> [To do]
Please output the entries below from the line that contains "[spot] the koala's ear, one" through the final line, reproduced exactly and alone.

+ + + +

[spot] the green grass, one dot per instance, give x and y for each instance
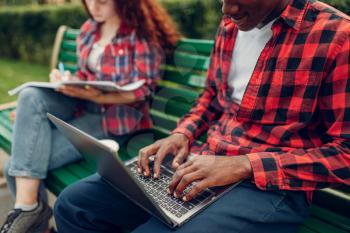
(14, 73)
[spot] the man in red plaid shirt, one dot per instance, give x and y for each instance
(291, 129)
(276, 112)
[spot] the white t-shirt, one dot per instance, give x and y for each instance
(246, 52)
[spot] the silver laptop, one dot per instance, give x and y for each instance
(146, 192)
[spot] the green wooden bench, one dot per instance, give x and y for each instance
(183, 79)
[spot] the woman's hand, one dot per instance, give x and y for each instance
(87, 93)
(208, 171)
(56, 76)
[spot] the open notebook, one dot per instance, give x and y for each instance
(107, 86)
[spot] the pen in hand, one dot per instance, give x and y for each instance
(62, 71)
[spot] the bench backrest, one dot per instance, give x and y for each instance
(182, 80)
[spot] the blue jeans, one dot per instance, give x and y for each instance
(93, 206)
(37, 146)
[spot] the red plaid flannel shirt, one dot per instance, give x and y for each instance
(294, 120)
(127, 59)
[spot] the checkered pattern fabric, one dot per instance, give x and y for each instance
(294, 120)
(127, 59)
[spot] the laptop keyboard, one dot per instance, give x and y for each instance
(157, 189)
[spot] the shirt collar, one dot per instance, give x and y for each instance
(124, 29)
(292, 15)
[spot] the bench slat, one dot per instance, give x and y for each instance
(170, 107)
(68, 57)
(181, 95)
(185, 78)
(190, 61)
(194, 45)
(71, 34)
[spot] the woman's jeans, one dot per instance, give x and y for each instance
(37, 146)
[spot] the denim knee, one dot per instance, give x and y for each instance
(11, 182)
(65, 202)
(32, 97)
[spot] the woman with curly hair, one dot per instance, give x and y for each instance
(123, 41)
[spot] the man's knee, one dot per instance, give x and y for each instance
(31, 94)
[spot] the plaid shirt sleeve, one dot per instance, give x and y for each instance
(147, 61)
(315, 168)
(206, 108)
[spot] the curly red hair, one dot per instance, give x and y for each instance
(150, 20)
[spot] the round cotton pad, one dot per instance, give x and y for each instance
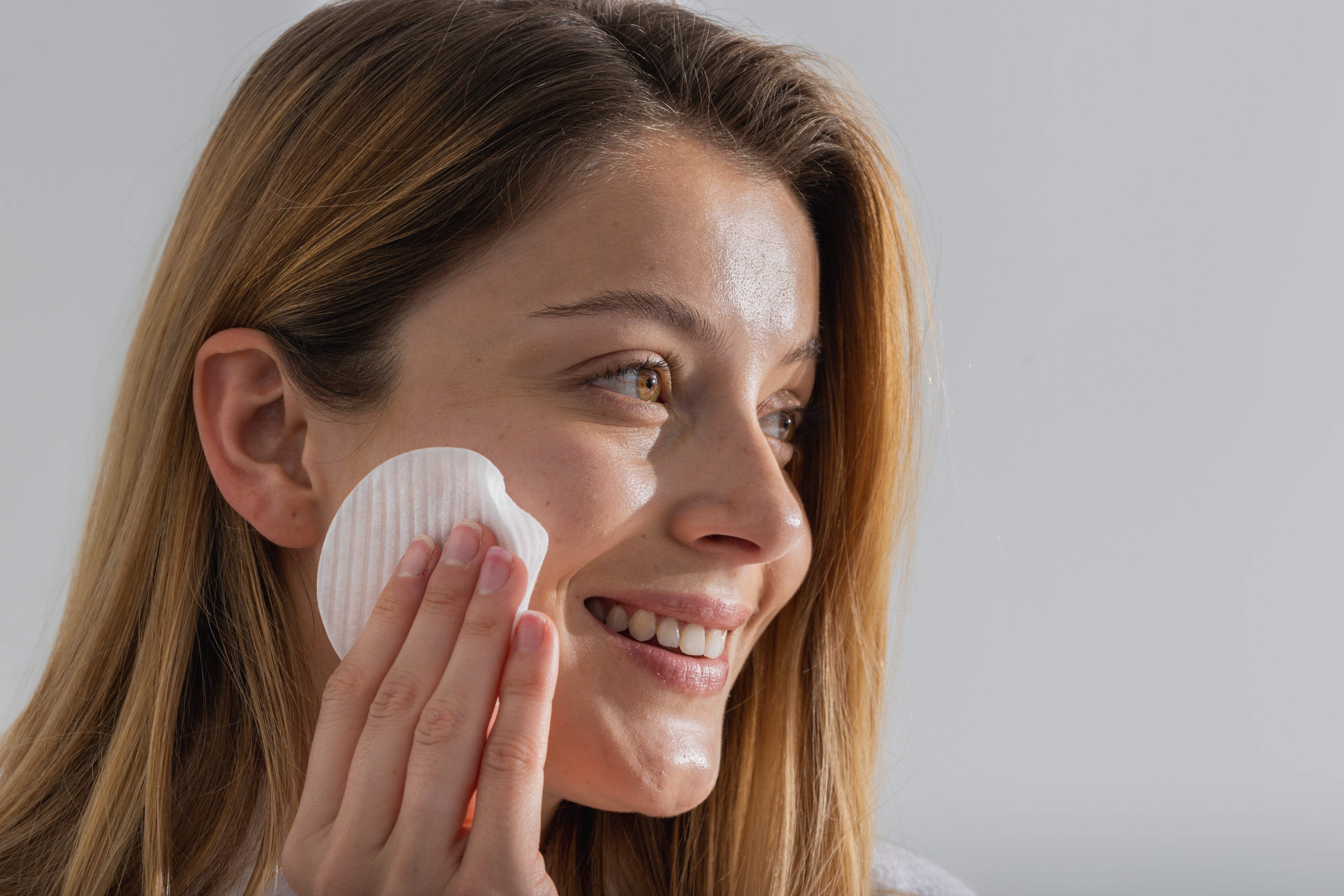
(421, 492)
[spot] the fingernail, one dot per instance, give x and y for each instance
(416, 558)
(463, 543)
(495, 572)
(530, 632)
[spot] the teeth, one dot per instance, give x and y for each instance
(643, 625)
(616, 620)
(669, 633)
(693, 640)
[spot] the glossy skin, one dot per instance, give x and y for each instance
(678, 503)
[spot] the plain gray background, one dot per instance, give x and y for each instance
(1121, 664)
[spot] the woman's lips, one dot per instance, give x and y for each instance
(683, 655)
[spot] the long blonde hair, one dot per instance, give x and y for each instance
(370, 150)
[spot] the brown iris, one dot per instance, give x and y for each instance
(647, 385)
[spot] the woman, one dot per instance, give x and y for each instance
(662, 275)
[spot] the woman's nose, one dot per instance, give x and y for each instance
(733, 499)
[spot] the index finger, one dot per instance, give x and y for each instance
(351, 688)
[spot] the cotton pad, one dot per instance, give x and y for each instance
(421, 492)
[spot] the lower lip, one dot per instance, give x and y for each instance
(690, 675)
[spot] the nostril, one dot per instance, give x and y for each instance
(732, 542)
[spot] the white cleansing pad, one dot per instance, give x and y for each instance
(421, 492)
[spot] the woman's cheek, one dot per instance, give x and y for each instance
(584, 488)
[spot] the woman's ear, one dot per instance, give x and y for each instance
(253, 428)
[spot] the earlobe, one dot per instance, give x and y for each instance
(253, 429)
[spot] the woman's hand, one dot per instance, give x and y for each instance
(401, 743)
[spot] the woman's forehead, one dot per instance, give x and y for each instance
(697, 234)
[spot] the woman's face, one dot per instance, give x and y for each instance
(632, 362)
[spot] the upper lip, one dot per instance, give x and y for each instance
(693, 609)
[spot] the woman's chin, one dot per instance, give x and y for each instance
(672, 796)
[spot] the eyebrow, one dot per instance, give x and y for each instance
(667, 311)
(651, 307)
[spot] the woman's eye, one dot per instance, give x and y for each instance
(643, 383)
(781, 425)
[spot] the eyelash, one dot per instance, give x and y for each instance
(666, 367)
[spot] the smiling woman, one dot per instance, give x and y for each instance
(662, 276)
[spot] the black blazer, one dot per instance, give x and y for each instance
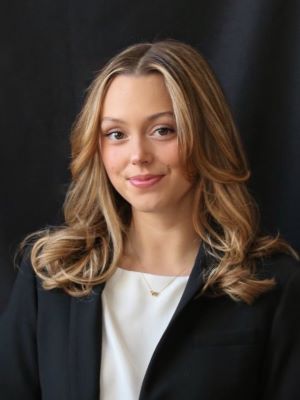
(213, 348)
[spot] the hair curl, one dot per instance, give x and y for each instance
(85, 251)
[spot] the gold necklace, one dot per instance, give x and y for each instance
(156, 293)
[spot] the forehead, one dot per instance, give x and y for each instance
(136, 93)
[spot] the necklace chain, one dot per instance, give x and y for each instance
(156, 293)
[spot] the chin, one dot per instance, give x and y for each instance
(147, 208)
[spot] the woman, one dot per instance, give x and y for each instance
(160, 284)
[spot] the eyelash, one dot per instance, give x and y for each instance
(164, 128)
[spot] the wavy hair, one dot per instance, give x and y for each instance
(85, 251)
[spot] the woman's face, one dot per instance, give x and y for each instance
(139, 147)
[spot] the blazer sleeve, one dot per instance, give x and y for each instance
(283, 356)
(18, 344)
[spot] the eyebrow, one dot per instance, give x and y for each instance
(149, 118)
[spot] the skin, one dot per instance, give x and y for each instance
(139, 149)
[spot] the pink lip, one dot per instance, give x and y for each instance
(145, 181)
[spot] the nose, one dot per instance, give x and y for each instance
(141, 151)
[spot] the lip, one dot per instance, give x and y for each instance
(145, 181)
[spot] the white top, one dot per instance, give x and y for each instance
(133, 323)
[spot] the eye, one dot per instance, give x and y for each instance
(164, 131)
(115, 135)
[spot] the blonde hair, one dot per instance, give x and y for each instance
(85, 251)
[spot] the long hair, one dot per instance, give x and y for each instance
(85, 251)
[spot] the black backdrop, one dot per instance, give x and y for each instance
(51, 51)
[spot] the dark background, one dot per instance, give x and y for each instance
(51, 50)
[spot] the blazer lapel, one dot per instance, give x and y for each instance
(85, 334)
(195, 281)
(85, 346)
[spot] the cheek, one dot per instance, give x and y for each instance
(169, 155)
(109, 160)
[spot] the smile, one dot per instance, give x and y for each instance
(145, 181)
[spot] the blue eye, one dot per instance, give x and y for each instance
(115, 135)
(164, 131)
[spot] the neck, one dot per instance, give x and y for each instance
(161, 244)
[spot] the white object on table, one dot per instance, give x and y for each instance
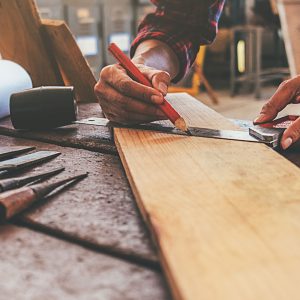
(13, 78)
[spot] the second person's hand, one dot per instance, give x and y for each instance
(288, 92)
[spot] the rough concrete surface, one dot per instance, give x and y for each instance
(100, 209)
(34, 266)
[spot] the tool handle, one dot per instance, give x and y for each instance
(138, 76)
(7, 167)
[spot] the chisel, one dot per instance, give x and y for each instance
(15, 201)
(13, 183)
(8, 152)
(27, 160)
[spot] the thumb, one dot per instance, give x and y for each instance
(160, 79)
(291, 134)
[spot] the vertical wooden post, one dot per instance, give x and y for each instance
(290, 23)
(22, 43)
(72, 64)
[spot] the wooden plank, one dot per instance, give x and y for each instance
(94, 138)
(290, 23)
(73, 66)
(98, 212)
(225, 214)
(21, 41)
(37, 266)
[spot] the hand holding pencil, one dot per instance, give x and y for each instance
(126, 94)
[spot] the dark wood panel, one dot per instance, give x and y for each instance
(95, 138)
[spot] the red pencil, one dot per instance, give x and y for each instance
(136, 75)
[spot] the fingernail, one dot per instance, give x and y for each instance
(287, 143)
(157, 99)
(163, 88)
(259, 119)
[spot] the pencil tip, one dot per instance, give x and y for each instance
(188, 132)
(180, 124)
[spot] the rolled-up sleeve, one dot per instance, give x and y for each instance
(183, 25)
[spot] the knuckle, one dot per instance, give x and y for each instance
(269, 107)
(164, 76)
(105, 72)
(294, 132)
(124, 85)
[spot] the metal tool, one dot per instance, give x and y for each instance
(272, 131)
(195, 131)
(13, 183)
(15, 201)
(27, 160)
(7, 152)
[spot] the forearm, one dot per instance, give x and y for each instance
(158, 55)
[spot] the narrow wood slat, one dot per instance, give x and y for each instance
(73, 66)
(225, 214)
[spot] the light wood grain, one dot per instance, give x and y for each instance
(73, 66)
(21, 41)
(290, 23)
(225, 214)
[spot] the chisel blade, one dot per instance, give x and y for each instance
(8, 152)
(235, 135)
(27, 160)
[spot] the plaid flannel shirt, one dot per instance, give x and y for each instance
(182, 24)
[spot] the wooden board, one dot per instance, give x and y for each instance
(99, 212)
(37, 266)
(22, 43)
(73, 66)
(225, 214)
(290, 23)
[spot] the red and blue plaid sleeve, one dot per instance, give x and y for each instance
(183, 25)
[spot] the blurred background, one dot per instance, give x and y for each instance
(234, 75)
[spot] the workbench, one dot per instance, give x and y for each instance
(88, 242)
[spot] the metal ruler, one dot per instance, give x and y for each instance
(271, 140)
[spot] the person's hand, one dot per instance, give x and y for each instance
(288, 92)
(125, 101)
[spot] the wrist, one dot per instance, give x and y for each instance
(158, 55)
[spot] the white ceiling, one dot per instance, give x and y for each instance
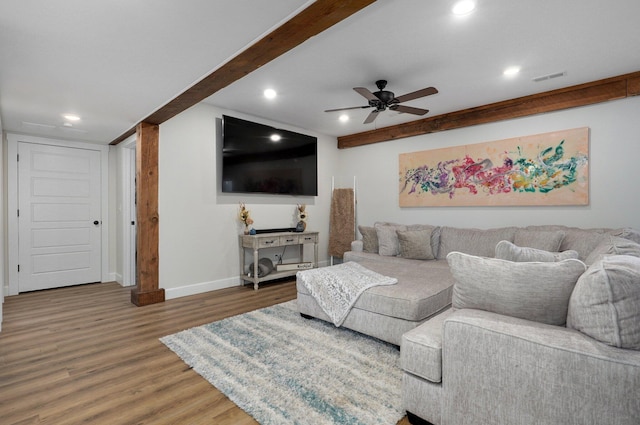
(115, 62)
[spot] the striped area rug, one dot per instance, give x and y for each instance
(283, 369)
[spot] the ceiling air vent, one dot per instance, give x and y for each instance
(550, 76)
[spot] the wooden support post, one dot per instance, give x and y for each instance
(147, 264)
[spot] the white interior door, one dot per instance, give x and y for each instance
(59, 204)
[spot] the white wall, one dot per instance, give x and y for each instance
(199, 228)
(3, 240)
(614, 172)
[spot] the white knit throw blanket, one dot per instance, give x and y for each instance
(337, 288)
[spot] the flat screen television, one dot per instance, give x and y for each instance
(257, 158)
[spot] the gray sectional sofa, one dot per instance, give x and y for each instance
(515, 325)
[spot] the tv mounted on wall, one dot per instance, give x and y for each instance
(257, 158)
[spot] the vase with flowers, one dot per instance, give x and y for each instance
(302, 218)
(245, 217)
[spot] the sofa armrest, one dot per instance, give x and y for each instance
(357, 246)
(499, 369)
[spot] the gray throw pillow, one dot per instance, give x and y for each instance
(605, 303)
(505, 250)
(472, 241)
(388, 244)
(549, 240)
(415, 244)
(534, 291)
(369, 239)
(613, 245)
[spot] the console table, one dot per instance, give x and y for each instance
(271, 240)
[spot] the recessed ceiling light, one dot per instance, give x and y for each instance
(463, 7)
(512, 70)
(71, 117)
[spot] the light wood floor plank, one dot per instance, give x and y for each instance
(85, 354)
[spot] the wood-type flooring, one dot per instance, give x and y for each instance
(86, 355)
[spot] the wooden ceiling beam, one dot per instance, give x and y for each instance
(581, 95)
(319, 16)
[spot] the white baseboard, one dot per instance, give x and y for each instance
(199, 288)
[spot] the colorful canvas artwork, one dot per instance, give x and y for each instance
(543, 169)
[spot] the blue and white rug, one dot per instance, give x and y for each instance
(283, 369)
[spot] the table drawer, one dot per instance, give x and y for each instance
(307, 238)
(268, 242)
(289, 240)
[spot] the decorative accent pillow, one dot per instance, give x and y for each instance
(613, 245)
(388, 239)
(532, 291)
(369, 239)
(546, 240)
(583, 241)
(472, 241)
(505, 250)
(605, 303)
(415, 244)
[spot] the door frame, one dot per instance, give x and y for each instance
(127, 155)
(12, 201)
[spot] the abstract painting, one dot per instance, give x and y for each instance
(542, 169)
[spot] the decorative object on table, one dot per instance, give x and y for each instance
(543, 169)
(283, 369)
(302, 218)
(245, 217)
(265, 266)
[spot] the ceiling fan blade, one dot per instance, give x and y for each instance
(409, 109)
(345, 109)
(416, 94)
(366, 93)
(371, 117)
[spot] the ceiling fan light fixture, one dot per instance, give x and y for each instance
(463, 7)
(71, 117)
(511, 71)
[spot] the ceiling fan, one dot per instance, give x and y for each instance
(383, 99)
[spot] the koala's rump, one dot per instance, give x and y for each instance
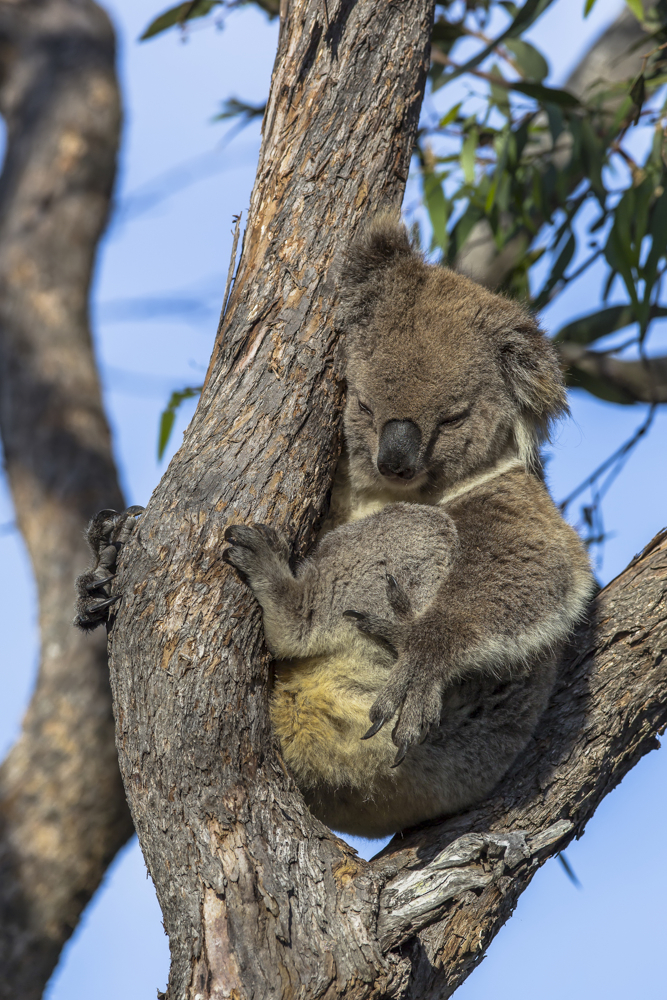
(320, 712)
(321, 702)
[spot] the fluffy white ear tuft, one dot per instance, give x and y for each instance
(533, 376)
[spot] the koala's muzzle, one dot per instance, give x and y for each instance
(398, 451)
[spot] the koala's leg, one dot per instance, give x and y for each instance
(260, 554)
(106, 534)
(416, 682)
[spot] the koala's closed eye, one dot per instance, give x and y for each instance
(455, 420)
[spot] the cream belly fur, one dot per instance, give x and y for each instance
(445, 581)
(320, 704)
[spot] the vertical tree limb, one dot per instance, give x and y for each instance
(63, 814)
(258, 898)
(251, 886)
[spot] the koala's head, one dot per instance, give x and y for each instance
(444, 377)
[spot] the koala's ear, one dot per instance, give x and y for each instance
(532, 373)
(365, 264)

+ + + +

> [Result below]
[spot] the koala's ear, one dot per instance, give x and y for each instance
(532, 373)
(365, 264)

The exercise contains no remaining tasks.